PROBLEM STATEMENT:
Looking through the entries, count each line where the string "patch" occurs, and write only the total.

Extracted data entries:
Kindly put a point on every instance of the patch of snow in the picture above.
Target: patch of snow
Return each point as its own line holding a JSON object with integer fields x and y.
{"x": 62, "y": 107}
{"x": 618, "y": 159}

RESULT FOR THIS TASK:
2